Your answer should be every line with the word "blue", copied from the data below.
-------- Recorded data --------
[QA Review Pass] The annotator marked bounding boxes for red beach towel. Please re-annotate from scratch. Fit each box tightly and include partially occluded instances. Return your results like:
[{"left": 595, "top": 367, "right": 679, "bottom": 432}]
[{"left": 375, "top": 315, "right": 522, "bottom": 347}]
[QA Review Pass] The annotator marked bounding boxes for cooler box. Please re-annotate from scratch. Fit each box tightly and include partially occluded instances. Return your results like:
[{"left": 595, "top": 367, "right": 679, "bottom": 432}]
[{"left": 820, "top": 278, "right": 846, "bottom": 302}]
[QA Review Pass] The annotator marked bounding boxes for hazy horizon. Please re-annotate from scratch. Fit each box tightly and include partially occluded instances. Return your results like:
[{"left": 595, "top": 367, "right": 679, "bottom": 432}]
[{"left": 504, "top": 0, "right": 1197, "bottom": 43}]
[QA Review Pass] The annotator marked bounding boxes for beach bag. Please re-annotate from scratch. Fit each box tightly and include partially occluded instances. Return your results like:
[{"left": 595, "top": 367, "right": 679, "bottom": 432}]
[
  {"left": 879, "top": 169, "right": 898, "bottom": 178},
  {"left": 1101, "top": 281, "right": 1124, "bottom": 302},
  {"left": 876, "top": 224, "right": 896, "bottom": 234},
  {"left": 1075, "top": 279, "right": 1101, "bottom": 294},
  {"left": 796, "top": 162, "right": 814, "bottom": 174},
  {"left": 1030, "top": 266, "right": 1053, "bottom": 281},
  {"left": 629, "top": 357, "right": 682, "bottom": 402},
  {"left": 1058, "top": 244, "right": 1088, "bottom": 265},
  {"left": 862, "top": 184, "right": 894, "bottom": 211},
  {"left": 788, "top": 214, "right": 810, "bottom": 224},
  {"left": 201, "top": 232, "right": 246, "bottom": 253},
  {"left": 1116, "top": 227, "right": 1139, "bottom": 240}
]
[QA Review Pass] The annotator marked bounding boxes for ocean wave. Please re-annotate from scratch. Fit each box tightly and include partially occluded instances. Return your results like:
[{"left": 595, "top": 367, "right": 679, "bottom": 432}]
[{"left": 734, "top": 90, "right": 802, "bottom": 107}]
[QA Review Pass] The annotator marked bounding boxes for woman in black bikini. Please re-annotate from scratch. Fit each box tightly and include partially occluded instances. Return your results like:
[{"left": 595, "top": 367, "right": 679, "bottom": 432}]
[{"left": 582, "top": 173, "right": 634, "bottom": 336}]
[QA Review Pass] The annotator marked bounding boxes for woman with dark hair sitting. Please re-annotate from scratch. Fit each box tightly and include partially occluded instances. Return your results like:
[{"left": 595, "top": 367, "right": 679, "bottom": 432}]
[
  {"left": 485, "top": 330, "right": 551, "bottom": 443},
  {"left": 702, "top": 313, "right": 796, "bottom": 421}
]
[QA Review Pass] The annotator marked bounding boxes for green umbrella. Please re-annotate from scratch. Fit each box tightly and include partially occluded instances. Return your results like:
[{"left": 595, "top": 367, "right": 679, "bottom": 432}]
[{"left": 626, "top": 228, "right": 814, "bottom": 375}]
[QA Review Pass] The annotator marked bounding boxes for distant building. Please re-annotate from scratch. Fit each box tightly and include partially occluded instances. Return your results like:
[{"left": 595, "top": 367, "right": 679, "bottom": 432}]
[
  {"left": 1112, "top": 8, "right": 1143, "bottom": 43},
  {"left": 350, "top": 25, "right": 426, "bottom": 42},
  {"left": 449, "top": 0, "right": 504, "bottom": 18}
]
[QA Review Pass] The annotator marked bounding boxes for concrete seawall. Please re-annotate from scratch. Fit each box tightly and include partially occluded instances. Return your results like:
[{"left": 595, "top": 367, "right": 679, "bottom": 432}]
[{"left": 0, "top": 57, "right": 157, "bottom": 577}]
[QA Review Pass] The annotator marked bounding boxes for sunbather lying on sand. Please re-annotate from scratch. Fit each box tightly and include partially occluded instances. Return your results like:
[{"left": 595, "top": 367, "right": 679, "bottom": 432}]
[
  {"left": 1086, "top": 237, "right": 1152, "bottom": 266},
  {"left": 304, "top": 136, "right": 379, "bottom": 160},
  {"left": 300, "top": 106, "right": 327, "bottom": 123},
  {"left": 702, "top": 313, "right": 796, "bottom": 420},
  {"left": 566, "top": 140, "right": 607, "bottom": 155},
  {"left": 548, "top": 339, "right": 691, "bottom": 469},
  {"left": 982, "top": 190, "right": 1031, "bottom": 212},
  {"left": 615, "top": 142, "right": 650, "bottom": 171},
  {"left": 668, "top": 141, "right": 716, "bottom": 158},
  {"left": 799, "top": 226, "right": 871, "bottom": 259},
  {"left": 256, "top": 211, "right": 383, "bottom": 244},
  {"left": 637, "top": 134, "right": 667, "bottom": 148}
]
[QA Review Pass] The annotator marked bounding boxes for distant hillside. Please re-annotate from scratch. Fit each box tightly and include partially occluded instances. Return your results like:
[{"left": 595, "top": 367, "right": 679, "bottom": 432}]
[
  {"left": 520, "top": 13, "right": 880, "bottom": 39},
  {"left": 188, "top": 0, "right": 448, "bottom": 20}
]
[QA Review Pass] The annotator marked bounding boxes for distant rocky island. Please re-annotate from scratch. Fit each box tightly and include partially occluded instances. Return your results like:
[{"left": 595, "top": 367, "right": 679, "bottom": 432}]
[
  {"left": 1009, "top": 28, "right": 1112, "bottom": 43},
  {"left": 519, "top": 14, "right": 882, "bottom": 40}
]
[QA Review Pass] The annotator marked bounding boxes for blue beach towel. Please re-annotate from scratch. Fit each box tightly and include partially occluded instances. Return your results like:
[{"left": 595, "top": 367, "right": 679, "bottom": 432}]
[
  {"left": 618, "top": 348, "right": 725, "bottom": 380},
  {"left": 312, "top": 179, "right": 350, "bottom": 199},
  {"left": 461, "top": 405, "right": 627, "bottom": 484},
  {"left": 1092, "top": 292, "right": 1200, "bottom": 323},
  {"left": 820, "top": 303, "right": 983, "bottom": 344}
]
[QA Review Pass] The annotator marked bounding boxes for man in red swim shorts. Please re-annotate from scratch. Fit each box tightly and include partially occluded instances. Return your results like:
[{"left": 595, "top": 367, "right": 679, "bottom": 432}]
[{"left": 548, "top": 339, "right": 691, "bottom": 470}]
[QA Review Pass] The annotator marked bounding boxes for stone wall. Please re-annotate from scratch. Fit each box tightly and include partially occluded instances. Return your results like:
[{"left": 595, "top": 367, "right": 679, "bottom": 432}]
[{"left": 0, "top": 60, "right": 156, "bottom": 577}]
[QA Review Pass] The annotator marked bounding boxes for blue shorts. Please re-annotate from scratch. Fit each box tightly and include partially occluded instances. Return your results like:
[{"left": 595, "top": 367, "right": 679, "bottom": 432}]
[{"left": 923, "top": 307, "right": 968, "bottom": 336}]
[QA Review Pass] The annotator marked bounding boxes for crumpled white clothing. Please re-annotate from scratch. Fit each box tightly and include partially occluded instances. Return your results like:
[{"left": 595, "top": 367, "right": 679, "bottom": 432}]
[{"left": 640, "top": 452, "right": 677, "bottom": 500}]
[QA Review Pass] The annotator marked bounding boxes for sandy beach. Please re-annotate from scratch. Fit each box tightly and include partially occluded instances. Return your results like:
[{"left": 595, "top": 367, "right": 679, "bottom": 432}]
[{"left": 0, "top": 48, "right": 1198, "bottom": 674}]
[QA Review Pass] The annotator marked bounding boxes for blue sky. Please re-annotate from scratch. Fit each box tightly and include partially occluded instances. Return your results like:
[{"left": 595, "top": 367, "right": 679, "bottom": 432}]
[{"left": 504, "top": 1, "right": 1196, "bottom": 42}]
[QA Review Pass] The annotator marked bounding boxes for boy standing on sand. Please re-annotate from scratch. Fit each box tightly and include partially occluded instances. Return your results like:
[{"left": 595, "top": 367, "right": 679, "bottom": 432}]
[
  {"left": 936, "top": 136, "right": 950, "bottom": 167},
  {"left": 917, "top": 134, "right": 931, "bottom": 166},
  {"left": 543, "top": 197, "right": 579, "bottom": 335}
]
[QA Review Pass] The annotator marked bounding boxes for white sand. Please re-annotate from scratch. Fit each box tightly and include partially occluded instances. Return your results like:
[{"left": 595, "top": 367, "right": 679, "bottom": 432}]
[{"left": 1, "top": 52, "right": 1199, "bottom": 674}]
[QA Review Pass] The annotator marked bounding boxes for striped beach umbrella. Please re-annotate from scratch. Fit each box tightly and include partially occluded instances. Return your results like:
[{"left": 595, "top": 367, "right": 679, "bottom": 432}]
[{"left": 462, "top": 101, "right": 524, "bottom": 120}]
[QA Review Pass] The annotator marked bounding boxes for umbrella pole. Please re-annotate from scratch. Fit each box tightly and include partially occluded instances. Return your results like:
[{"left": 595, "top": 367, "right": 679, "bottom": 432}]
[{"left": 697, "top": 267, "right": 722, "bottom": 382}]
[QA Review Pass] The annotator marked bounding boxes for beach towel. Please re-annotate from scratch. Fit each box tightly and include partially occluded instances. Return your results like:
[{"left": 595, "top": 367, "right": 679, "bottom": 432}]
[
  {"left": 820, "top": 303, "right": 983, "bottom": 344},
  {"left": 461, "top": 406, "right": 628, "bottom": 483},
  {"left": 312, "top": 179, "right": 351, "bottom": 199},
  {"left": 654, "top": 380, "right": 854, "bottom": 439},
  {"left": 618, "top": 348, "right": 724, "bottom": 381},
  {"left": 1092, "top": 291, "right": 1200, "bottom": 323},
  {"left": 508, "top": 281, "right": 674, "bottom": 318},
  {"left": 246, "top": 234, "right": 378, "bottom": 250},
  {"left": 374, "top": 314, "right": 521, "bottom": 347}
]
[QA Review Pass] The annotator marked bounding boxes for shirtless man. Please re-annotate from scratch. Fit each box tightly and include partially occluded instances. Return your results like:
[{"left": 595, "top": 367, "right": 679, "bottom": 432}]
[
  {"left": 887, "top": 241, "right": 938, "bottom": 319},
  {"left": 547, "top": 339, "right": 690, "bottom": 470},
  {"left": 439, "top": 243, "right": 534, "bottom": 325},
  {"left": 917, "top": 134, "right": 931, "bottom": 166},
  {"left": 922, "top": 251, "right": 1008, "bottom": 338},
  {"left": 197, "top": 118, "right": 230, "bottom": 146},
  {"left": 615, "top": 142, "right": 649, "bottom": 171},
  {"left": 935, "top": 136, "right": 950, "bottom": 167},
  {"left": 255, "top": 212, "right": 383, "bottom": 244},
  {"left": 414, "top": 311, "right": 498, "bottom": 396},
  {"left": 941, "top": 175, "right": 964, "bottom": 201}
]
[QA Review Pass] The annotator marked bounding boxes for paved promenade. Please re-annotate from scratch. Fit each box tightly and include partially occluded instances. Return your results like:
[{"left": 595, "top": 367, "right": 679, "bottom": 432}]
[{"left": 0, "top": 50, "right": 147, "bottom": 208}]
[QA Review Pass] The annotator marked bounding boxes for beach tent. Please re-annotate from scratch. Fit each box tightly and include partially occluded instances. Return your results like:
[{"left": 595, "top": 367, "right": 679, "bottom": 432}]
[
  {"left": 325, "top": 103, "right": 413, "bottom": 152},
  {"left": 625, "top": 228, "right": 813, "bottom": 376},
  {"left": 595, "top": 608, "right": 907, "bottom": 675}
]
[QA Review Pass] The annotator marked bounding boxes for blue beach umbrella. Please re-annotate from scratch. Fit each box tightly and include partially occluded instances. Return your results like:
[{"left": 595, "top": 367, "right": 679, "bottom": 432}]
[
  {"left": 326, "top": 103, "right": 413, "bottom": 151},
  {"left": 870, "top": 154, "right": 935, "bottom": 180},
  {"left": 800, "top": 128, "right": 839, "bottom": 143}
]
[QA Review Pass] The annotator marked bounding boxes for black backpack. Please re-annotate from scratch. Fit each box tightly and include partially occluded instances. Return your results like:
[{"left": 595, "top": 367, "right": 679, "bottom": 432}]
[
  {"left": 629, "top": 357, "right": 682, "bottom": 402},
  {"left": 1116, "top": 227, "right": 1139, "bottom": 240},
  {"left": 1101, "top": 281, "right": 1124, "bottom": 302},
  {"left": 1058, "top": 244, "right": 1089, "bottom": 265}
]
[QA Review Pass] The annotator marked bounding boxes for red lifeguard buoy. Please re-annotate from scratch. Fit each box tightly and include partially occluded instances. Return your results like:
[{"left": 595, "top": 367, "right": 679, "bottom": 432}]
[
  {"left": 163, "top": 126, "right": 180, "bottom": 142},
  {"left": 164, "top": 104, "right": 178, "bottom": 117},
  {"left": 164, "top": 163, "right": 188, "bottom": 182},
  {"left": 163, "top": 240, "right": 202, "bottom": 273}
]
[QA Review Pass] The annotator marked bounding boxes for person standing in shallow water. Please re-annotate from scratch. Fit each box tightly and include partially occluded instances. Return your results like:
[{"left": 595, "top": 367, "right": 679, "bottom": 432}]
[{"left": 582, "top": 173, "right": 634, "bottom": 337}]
--------
== Solution to this problem ==
[QA Review Pass] The annotator marked bounding boxes for blue beach towel. Please re-annotate from scratch. Fit each box tightly and include partially occluded instances. Return your results like:
[QA Review Pass] The annotator marked bounding boxes for blue shorts. Please re-annotate from scratch. Fit each box tightly and include partially occluded instances. Return your results like:
[QA Review Pass] The annotator marked bounding boxes for blue sky. Please re-annotate from scratch. Fit each box tightly and include partially occluded instances. Return your results like:
[QA Review Pass] The annotator marked bounding boxes for blue beach umbrella. Please re-annotate from scratch. Fit each box tightly and include partially occluded instances. Return your results like:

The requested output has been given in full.